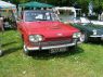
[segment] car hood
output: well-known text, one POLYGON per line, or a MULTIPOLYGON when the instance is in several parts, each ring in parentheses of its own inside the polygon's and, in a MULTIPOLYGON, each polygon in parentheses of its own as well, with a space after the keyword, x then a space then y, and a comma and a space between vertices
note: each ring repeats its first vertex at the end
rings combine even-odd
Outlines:
POLYGON ((72 37, 77 28, 61 22, 26 22, 24 23, 29 35, 42 35, 46 38, 72 37))
POLYGON ((103 35, 103 26, 102 25, 87 24, 86 27, 91 31, 96 30, 98 35, 103 35))

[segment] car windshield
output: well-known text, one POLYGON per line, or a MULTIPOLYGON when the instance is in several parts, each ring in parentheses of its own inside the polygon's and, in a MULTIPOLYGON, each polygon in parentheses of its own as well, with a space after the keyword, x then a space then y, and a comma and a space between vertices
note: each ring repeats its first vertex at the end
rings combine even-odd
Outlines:
POLYGON ((25 12, 25 22, 34 21, 59 21, 53 12, 49 11, 27 11, 25 12))

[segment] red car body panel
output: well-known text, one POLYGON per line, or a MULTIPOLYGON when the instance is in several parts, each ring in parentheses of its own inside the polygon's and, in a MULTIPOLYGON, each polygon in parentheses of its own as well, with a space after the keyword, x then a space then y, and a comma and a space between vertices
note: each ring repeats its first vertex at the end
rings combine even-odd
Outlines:
POLYGON ((56 41, 65 39, 73 40, 73 34, 79 33, 77 28, 70 25, 63 24, 59 21, 22 21, 17 23, 17 29, 20 30, 24 43, 27 47, 35 47, 28 39, 29 35, 41 35, 43 36, 43 41, 56 41))

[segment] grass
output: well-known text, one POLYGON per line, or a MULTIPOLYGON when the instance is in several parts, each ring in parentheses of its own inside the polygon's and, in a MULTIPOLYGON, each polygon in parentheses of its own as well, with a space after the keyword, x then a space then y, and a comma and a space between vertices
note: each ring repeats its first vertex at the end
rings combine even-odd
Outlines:
POLYGON ((103 77, 100 43, 82 43, 73 52, 27 56, 17 31, 5 31, 2 42, 0 77, 103 77))

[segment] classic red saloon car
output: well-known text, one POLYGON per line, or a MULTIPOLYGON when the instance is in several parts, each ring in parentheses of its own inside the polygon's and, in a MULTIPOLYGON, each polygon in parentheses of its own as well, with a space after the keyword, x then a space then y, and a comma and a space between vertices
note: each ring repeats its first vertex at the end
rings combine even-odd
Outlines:
POLYGON ((22 35, 26 54, 33 50, 64 51, 80 42, 80 31, 60 22, 52 11, 24 11, 17 28, 22 35))

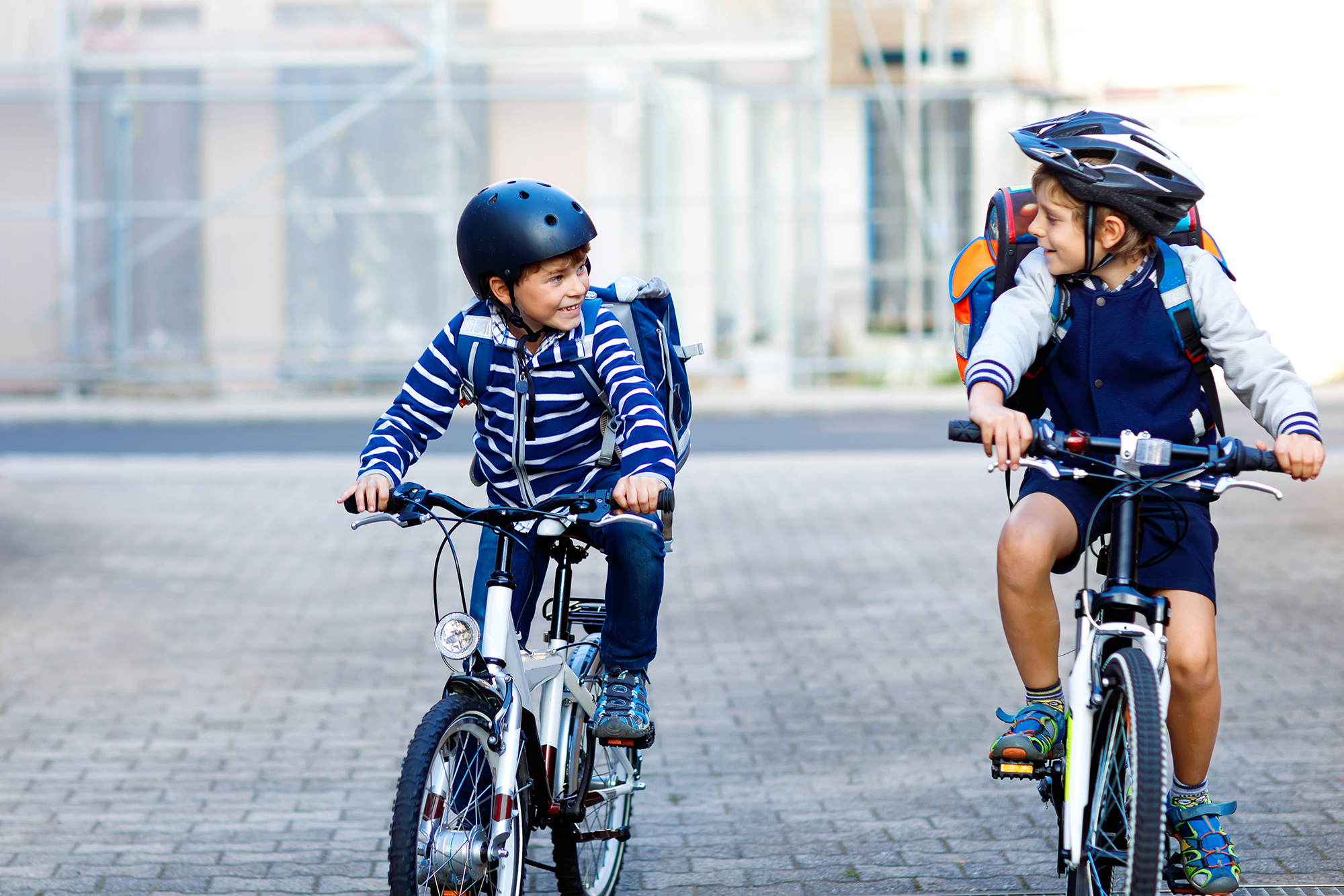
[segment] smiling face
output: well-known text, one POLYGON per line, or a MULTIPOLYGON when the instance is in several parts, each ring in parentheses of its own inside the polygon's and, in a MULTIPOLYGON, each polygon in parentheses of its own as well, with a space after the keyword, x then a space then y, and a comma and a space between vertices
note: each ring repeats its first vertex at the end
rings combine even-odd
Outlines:
POLYGON ((1083 223, 1071 208, 1054 201, 1047 191, 1036 193, 1036 218, 1027 232, 1046 250, 1046 265, 1055 277, 1083 269, 1087 261, 1083 223))
MULTIPOLYGON (((491 290, 503 305, 509 304, 508 286, 491 278, 491 290)), ((587 255, 571 253, 548 258, 513 283, 513 298, 523 321, 534 330, 551 328, 567 333, 583 320, 583 297, 589 290, 587 255)), ((509 325, 513 336, 523 332, 509 325)), ((535 349, 540 343, 532 343, 535 349)))
MULTIPOLYGON (((1046 266, 1052 275, 1077 274, 1087 263, 1083 216, 1077 208, 1059 201, 1059 195, 1048 188, 1050 183, 1046 181, 1032 188, 1032 195, 1036 197, 1036 218, 1032 219, 1027 232, 1035 236, 1036 243, 1046 250, 1046 266)), ((1097 222, 1093 226, 1095 235, 1093 239, 1094 265, 1106 258, 1106 254, 1121 243, 1129 230, 1122 218, 1109 214, 1103 206, 1097 208, 1097 222)), ((1144 253, 1138 251, 1133 257, 1118 259, 1121 263, 1111 262, 1098 270, 1103 271, 1102 279, 1110 282, 1110 274, 1126 266, 1133 270, 1142 258, 1144 253)))

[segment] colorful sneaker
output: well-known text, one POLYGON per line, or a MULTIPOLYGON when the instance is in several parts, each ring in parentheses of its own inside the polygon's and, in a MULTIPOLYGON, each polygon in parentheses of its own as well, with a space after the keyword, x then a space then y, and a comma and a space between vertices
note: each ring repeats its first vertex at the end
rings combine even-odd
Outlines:
POLYGON ((1009 716, 996 709, 999 721, 1009 728, 989 748, 989 758, 1009 763, 1038 763, 1050 759, 1064 737, 1064 713, 1046 703, 1028 703, 1009 716))
POLYGON ((1242 885, 1242 866, 1232 849, 1232 838, 1223 830, 1220 815, 1231 815, 1236 803, 1214 803, 1208 794, 1193 806, 1172 805, 1167 809, 1167 832, 1180 842, 1180 853, 1171 864, 1184 870, 1184 881, 1173 881, 1172 892, 1202 896, 1231 893, 1242 885), (1188 889, 1177 884, 1188 884, 1188 889))
POLYGON ((602 740, 644 740, 653 735, 649 693, 642 670, 605 672, 602 696, 597 699, 593 733, 602 740))

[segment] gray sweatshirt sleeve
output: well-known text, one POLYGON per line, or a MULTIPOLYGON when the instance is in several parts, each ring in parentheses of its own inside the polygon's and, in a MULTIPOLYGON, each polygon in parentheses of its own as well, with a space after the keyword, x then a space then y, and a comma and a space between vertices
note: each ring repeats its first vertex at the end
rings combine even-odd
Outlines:
POLYGON ((1005 398, 1017 391, 1021 375, 1050 340, 1054 301, 1055 278, 1046 267, 1044 250, 1036 249, 1017 266, 1015 286, 995 300, 985 330, 970 349, 966 390, 993 383, 1005 398))
POLYGON ((1321 438, 1312 387, 1293 371, 1288 356, 1270 344, 1269 333, 1251 320, 1218 259, 1196 246, 1173 249, 1185 269, 1204 347, 1223 368, 1227 387, 1250 408, 1255 422, 1275 437, 1308 433, 1321 438))

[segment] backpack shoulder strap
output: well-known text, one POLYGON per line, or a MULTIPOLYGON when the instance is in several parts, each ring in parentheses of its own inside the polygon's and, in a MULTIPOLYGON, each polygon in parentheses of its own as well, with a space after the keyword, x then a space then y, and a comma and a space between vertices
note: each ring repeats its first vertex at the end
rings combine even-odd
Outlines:
POLYGON ((462 387, 457 398, 462 406, 476 402, 477 416, 480 416, 481 410, 476 399, 485 390, 491 377, 491 352, 495 351, 493 329, 489 305, 478 301, 462 314, 462 329, 457 333, 457 371, 462 377, 462 387))
POLYGON ((1068 334, 1068 325, 1074 322, 1074 316, 1068 306, 1068 287, 1055 282, 1055 297, 1050 301, 1050 339, 1036 352, 1036 360, 1023 373, 1023 379, 1036 379, 1046 365, 1055 360, 1059 353, 1059 344, 1068 334))
POLYGON ((1208 360, 1208 349, 1199 333, 1199 321, 1195 320, 1195 300, 1189 294, 1185 266, 1175 249, 1160 239, 1153 242, 1157 243, 1157 292, 1163 294, 1163 306, 1176 329, 1181 351, 1199 375, 1208 408, 1214 412, 1214 426, 1222 437, 1227 427, 1223 426, 1223 407, 1218 400, 1218 382, 1214 379, 1214 363, 1208 360))
POLYGON ((612 407, 612 402, 607 400, 606 390, 602 388, 593 349, 593 336, 597 332, 597 313, 599 310, 602 310, 602 298, 589 293, 589 297, 583 300, 583 341, 586 351, 578 361, 578 382, 579 390, 589 404, 605 408, 599 423, 602 427, 602 453, 598 455, 597 465, 616 466, 618 457, 616 438, 621 434, 621 419, 617 416, 616 408, 612 407))

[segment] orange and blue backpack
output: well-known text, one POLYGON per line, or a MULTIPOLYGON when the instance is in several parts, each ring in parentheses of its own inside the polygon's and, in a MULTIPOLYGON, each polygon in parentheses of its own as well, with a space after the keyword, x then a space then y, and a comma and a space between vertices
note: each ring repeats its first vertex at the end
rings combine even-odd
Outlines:
MULTIPOLYGON (((995 192, 989 200, 989 211, 985 216, 985 235, 970 240, 957 261, 952 265, 948 275, 948 293, 953 305, 953 339, 957 351, 957 371, 961 380, 966 382, 966 361, 970 360, 970 351, 980 340, 989 320, 989 310, 995 300, 1012 289, 1017 266, 1021 259, 1036 249, 1036 238, 1027 232, 1032 219, 1036 216, 1036 197, 1031 187, 1003 187, 995 192)), ((1199 334, 1199 324, 1195 321, 1195 306, 1189 297, 1189 287, 1185 283, 1185 269, 1180 263, 1180 257, 1172 249, 1176 246, 1199 246, 1211 253, 1223 266, 1228 278, 1232 273, 1223 261, 1223 253, 1218 243, 1204 230, 1199 219, 1199 207, 1192 206, 1189 212, 1176 224, 1175 230, 1164 239, 1154 240, 1159 249, 1157 257, 1157 289, 1163 296, 1167 314, 1171 317, 1176 330, 1176 339, 1185 352, 1185 357, 1195 365, 1200 384, 1208 398, 1214 411, 1214 424, 1219 435, 1223 434, 1223 414, 1218 403, 1218 388, 1214 382, 1212 363, 1204 349, 1204 343, 1199 334)), ((1055 300, 1050 308, 1055 330, 1050 341, 1042 347, 1031 368, 1023 373, 1023 386, 1009 402, 1019 410, 1036 415, 1043 410, 1040 396, 1034 388, 1032 380, 1050 363, 1059 348, 1059 343, 1068 332, 1071 313, 1068 308, 1068 290, 1056 283, 1055 300)))

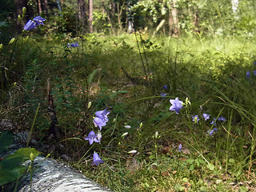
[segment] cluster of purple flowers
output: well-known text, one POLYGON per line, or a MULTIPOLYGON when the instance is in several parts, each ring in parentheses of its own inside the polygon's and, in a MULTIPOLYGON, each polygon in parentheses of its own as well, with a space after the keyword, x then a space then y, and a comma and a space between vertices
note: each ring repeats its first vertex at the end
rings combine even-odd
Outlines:
MULTIPOLYGON (((254 73, 254 75, 256 76, 256 70, 254 70, 253 73, 254 73)), ((246 78, 250 78, 250 70, 248 70, 246 71, 246 78)))
MULTIPOLYGON (((205 121, 207 121, 208 119, 210 119, 210 114, 202 114, 202 117, 204 118, 205 121)), ((198 122, 199 120, 200 119, 198 118, 198 115, 192 116, 193 122, 198 122)), ((210 122, 210 125, 217 126, 217 123, 216 123, 217 121, 226 122, 226 118, 224 117, 218 117, 217 119, 216 118, 214 118, 213 121, 210 122)), ((207 134, 209 134, 210 136, 212 136, 215 131, 217 131, 217 128, 214 128, 212 130, 208 130, 207 134)))
MULTIPOLYGON (((170 107, 170 110, 174 110, 177 114, 178 114, 181 109, 182 109, 184 106, 183 102, 180 101, 178 99, 178 98, 176 98, 175 99, 170 99, 170 102, 171 103, 171 106, 170 107)), ((202 117, 205 119, 205 121, 207 121, 208 119, 210 119, 210 114, 202 114, 202 117)), ((198 115, 192 116, 192 121, 194 122, 195 123, 198 122, 199 120, 200 120, 200 118, 199 118, 198 115)), ((217 126, 217 123, 216 123, 217 121, 226 122, 226 118, 224 117, 218 117, 218 119, 216 119, 216 118, 214 118, 213 119, 213 121, 210 122, 210 124, 214 125, 214 126, 217 126)), ((214 134, 214 131, 216 131, 216 130, 217 130, 217 128, 214 128, 211 130, 208 130, 207 133, 209 134, 210 136, 212 136, 214 134)))
POLYGON ((27 23, 26 23, 23 29, 26 31, 29 31, 35 28, 37 26, 43 26, 44 21, 46 21, 45 18, 42 18, 41 16, 37 16, 33 20, 28 21, 27 23))
MULTIPOLYGON (((107 115, 110 114, 110 111, 107 111, 106 109, 103 110, 98 110, 95 113, 96 116, 94 118, 94 124, 95 127, 98 126, 99 131, 96 134, 94 130, 90 131, 86 138, 85 138, 86 140, 89 141, 90 145, 92 145, 94 142, 100 142, 102 139, 102 134, 101 130, 102 126, 105 126, 106 125, 106 122, 109 121, 109 118, 107 115)), ((94 162, 93 165, 98 166, 100 163, 103 163, 104 162, 99 158, 98 154, 94 152, 94 162)))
· · ·
#### Task to complete:
Output as a JSON list of strings the lines of the material above, from its start through the line containing "POLYGON ((25 12, 25", both ends included, with one string per line. Omit blank lines and leave the pictures out.

#### Right answer:
[
  "[segment] car hood",
  "output: well-known text, one POLYGON per line, or a MULTIPOLYGON when the instance is in several parts, each ring in parentheses of its own inside the polygon's and, in a MULTIPOLYGON, each polygon in parentheses of its own as well, with a space after the keyword, x then a space then y, and a comma and a space between vertices",
  "note: each ring repeats its first vertex at the end",
  "rings combine even-odd",
  "Outlines:",
  "POLYGON ((72 37, 77 28, 61 22, 26 22, 24 23, 29 35, 42 35, 46 38, 72 37))",
  "POLYGON ((103 35, 103 26, 102 25, 87 24, 86 27, 91 31, 96 30, 98 35, 103 35))",
  "[segment] car windshield",
  "output: well-known text, one POLYGON per line, or a MULTIPOLYGON when the instance is in several parts, each ring in parentheses of its own inside the polygon's and, in a MULTIPOLYGON, each polygon in parentheses of its own as well, with a space after the keyword, x then a space then y, and a comma and a space between vertices",
  "note: each ring repeats its first vertex at the end",
  "rings combine even-odd",
  "Outlines:",
  "POLYGON ((25 12, 25 22, 34 21, 59 21, 53 12, 49 11, 27 11, 25 12))"
]